**Rows from a segmentation dataset**
* * * *

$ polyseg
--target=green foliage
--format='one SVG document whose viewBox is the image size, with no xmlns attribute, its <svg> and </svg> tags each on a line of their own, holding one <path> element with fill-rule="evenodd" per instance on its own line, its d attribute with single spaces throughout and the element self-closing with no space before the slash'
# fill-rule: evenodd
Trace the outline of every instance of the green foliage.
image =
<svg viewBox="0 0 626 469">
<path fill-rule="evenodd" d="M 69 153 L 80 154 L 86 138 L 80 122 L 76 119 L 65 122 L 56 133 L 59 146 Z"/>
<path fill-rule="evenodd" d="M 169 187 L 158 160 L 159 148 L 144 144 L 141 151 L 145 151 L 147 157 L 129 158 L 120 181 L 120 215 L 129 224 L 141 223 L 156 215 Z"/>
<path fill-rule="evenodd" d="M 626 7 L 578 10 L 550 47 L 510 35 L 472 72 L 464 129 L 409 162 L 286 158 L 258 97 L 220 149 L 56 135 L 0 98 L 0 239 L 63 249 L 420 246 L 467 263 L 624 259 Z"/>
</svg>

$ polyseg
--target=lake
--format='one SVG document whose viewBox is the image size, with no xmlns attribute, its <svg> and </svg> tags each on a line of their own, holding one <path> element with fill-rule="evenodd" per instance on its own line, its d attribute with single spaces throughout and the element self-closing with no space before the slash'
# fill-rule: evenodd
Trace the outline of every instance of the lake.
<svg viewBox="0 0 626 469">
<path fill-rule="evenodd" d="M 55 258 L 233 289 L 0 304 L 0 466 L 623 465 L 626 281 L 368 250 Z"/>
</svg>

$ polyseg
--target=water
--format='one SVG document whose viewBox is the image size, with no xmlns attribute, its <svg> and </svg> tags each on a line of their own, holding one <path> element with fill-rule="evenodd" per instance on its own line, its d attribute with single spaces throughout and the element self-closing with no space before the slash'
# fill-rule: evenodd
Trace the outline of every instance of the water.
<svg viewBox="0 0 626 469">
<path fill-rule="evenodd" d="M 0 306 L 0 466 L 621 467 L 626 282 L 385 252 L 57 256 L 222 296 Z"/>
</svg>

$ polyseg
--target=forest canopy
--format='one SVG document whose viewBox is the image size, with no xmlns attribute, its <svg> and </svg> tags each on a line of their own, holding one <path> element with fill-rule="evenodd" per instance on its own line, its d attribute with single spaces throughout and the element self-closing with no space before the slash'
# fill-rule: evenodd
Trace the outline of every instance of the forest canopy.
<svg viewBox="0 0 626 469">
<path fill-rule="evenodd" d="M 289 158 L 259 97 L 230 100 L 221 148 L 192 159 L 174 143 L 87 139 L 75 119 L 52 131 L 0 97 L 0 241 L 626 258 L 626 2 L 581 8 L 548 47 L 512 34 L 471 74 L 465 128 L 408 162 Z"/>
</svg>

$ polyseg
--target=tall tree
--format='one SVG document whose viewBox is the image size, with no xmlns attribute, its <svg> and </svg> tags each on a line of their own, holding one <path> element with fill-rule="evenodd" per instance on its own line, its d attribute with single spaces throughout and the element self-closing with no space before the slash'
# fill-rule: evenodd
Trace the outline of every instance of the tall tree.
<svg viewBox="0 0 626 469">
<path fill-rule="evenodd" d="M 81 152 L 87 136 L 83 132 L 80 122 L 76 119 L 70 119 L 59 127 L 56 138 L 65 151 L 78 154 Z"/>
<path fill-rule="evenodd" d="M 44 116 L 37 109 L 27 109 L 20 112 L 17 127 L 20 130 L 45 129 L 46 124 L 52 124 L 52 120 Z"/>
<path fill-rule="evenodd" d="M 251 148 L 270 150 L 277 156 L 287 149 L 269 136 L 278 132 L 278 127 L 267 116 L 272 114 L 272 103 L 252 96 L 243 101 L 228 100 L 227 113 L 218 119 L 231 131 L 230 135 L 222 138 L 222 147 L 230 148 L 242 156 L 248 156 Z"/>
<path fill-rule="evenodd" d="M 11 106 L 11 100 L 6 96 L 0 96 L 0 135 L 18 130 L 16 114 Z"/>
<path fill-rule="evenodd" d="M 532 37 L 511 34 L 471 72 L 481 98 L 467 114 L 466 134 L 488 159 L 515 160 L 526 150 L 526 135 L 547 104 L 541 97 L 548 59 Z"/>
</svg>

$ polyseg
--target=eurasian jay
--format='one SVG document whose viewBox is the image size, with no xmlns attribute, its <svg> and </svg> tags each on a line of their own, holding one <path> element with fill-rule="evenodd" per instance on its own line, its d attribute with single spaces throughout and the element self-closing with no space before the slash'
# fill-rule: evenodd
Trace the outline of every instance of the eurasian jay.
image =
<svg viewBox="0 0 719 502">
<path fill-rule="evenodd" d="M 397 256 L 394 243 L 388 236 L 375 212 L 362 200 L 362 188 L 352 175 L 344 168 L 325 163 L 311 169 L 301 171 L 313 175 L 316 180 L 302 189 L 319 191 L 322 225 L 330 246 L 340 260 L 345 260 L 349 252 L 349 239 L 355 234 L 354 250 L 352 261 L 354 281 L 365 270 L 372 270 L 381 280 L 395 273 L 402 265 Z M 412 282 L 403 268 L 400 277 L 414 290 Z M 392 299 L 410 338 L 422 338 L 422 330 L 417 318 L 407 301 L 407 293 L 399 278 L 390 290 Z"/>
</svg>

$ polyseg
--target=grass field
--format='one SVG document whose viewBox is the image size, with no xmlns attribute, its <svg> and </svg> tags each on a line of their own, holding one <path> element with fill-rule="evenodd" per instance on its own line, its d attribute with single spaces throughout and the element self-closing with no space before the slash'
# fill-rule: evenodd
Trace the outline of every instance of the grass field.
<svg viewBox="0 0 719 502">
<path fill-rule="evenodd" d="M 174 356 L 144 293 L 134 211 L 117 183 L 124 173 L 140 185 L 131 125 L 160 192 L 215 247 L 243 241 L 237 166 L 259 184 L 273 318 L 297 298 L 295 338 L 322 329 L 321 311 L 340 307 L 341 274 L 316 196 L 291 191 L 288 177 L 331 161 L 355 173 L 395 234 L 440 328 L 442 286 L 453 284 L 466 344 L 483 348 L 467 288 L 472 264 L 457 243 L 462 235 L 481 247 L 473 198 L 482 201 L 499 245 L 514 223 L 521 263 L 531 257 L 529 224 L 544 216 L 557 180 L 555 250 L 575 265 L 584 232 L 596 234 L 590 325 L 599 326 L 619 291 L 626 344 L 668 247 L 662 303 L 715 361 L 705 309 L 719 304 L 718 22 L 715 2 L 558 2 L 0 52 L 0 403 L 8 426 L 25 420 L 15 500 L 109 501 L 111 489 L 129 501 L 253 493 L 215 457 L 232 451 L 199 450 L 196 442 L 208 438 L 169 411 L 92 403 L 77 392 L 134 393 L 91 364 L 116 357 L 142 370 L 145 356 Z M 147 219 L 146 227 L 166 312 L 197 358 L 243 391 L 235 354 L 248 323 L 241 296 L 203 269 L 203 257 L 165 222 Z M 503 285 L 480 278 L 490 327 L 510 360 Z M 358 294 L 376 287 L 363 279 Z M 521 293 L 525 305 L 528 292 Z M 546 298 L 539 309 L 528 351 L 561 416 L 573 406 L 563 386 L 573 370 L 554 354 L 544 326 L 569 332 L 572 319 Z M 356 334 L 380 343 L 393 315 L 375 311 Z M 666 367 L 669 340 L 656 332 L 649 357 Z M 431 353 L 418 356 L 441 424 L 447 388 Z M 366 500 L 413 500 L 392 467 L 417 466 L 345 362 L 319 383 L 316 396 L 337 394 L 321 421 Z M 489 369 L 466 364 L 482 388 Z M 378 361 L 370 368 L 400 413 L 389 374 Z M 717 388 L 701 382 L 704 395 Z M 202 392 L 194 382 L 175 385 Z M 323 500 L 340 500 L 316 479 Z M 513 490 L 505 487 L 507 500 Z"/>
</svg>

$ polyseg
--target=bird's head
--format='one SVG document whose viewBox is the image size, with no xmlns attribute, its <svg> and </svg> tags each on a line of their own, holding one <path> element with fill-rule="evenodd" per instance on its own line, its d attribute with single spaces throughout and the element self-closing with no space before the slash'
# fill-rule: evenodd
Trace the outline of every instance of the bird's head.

* * * *

**STATED TASK**
How many lines in the records contain the string "eurasian"? Reply with the number alone.

**TASK RESPONSE**
2